Required tasks -
[1] In the post on letting go and psychotherapy, what is named as the goal of surrender?
[2] Pick up the post on letting go and psychotherapy after its final sentence and carry it forward.

Selected excerpt -
------------------------------------------------
In David Hawkin's book "Letting Go: The Pathway to Surrender" he writes...
"Psychotherapy aims at the amelioration of neurotic patterns. (I looked up the word amelioration - "the act of making something better; improvement.") Letting go, however, is designed to undo the underlying causes of all neurotic formation. It undoes the basic structure of maladaptive feeling and behavior. Psychotherapy seeks for an improvement in neurotic balance. Letting go, however, eliminates all together."
"A limitation of most psychotherapeutic frameworks is that the therapist is constricted to what the world calls a healthy, functioning ego with all its restrictions. In this paradigm, a healthy patient is considered to be one who shares the same illusions and limitations condoned by society and the therapist. By contrast, the purpose of the mechanism of surrender is to transcend the illusions of the world and reach the ultimate truth behind it - which is Self-Realization - and to discover the very basis of the mind itself, the source of all thought and feeling."
"The goal of letting go is the elimination of the very source of all suffering and pain. This sounds radical and startling and, in fact, it is! Ultimately, all negative feelings stem from the same source. When enough negative feelings have been relinquished, that source reveals itself. When that source itself is let go of and dis-identified with, the ego dissolves. The source of suffering, therefore, loses the very basis of its power."
"Each of us has a limit to the amount of negative feelings we have stored up. When the pressure behind an emotion has been let go, that emotion no longer occurs. For instance, if fear is constantly surrendered for a period of time,eventually it runs out. It then becomes difficult or almost impossible to feel further fear. It takes progressively more and more stimulus to elicit it. Finally, a person who has surrendered a great deal of fear actually has to search for it diligently. The energy of fear simply isn't there anymore. Anger also progressively diminishes so that even a major provocation fails to elicit it. A person with little fear or anger feels primarily love all of the time and experiences a loving acceptance of events, people and the vicissitudes of life."
I had to look up "Vicissitudes"...."a change of circumstances or fortune, typically one that is unwelcome or unpleasant."
"The goal of surrender is transcendence. Psychotherapy accepts levels of behavior as healthy that, from the viewpoint of total freedom, are unacceptable. For instance, in psychotherapy, minimal fear, anger, and pride might be considered necessary or acceptable levels of functioning and perhaps even "healthy." But as we have seen, the innate destructiveness behind these lower states is ultimately not acceptable- given the power of surrender to transcend them totally. Beyond the "acceptable level of functioning" aways our greater destiny: total freedom." David
This has been my experience.
------------------------------------------------
Information given -
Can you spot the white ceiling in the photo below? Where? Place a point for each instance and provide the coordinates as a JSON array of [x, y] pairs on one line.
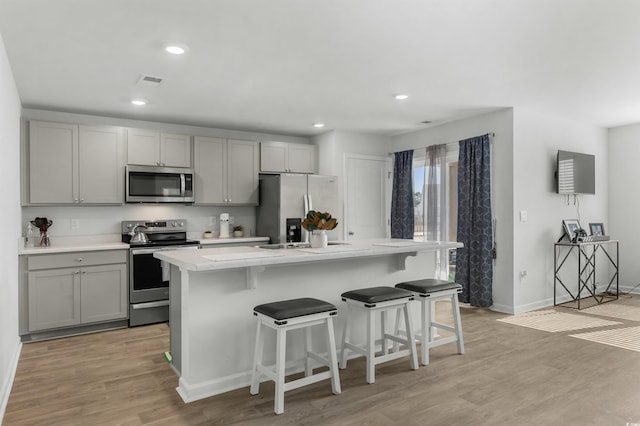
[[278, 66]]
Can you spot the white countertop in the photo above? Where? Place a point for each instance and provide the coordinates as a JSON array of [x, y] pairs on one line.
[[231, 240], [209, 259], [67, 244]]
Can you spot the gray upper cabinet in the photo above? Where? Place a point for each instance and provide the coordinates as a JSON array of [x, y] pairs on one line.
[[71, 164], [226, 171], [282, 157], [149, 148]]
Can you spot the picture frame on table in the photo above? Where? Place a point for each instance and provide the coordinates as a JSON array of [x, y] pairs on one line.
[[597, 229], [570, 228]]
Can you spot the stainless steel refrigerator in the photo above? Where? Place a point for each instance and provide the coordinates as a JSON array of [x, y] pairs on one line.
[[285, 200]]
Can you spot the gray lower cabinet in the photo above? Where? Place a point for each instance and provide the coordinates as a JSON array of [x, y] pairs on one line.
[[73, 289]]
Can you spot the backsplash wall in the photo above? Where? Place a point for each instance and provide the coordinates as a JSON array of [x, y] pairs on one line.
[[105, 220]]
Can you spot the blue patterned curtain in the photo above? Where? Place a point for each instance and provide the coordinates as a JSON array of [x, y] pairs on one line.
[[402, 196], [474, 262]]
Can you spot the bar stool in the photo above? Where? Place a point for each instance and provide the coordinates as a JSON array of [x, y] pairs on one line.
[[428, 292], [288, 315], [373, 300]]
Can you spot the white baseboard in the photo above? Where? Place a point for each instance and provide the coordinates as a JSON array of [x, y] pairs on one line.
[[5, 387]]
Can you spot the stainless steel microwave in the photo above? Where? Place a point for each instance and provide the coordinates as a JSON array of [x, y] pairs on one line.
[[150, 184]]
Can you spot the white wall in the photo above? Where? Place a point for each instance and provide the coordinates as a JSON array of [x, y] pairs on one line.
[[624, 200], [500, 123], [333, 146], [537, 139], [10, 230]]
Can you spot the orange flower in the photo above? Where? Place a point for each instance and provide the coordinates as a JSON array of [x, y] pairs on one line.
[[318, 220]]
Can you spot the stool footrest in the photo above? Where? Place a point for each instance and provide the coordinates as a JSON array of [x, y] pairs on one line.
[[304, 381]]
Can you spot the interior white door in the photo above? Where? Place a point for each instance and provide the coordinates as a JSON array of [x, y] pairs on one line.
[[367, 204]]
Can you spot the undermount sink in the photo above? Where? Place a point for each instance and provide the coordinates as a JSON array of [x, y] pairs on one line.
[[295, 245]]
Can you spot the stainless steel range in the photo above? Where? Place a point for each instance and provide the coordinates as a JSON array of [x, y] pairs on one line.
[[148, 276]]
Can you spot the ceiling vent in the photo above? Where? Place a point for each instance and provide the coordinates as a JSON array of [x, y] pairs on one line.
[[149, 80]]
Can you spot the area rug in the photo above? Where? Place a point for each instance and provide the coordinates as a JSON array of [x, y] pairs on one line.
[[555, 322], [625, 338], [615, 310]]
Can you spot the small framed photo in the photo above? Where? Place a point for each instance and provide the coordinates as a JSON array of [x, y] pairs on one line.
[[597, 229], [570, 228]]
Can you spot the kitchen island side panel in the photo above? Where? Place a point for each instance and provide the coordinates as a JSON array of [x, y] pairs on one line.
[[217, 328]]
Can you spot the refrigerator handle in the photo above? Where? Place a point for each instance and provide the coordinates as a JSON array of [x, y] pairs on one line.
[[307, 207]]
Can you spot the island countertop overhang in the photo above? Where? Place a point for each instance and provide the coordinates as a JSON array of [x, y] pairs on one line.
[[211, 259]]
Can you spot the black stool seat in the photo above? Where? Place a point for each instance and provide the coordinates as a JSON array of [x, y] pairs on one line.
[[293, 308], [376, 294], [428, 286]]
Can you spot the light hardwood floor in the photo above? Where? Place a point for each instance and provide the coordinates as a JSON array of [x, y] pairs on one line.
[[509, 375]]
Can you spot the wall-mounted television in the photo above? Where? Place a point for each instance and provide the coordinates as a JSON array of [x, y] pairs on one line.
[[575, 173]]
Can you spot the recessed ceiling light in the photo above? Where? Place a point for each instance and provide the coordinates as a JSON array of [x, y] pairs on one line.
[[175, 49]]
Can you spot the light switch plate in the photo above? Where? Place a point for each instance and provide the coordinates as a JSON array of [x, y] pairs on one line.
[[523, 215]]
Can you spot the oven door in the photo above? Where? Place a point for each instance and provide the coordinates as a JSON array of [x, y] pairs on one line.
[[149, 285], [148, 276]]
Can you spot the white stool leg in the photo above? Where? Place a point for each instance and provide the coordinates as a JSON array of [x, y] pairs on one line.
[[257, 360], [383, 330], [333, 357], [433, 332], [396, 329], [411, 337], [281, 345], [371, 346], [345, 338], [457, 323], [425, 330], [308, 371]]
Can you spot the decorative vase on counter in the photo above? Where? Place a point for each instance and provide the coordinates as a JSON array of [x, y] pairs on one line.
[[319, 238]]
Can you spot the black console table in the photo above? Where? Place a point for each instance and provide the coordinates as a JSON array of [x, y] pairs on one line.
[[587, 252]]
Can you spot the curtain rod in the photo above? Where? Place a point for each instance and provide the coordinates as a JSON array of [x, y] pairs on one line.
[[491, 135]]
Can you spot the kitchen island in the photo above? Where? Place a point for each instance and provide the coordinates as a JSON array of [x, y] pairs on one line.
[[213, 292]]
------------------------------------------------
Exercise responses -
[1] Transcendence.

[2]
And, I believe that ultimately, society will come to recognize that the treatments we have that don't deliver us to total freedom will have to be retired.
Also, many of the 'healing' modalities that there are "in" today, are so that the patient has to rely upon another person...or salve or technique and do not challenge the mind that created it....or the thoughts and/or beliefs.
The new age or latest 'healing' therapies literally skip the mind and address the body. And, the body is only responding to what the mind thinks, has thought or worries about....etc.
David goes on...
"Although letting go seems simple and easy, its ultimate effects are profoundly powerful. A quick little surrender done in an almost off-handed manner can sometimes bring about a major change in our life. We can picture it being similar to the wheel of a ship. If we make even a one-degree change in the ship's compass, we will notice very little difference; but, as the ship sails over the sea hour after hour, day after day, a one-degree change in the compass will end up taking us to a very different place many miles from where the original course would have taken us." David
Surrendering isn't as easy to see....but what you are holding on to is.
What is stopping you from change?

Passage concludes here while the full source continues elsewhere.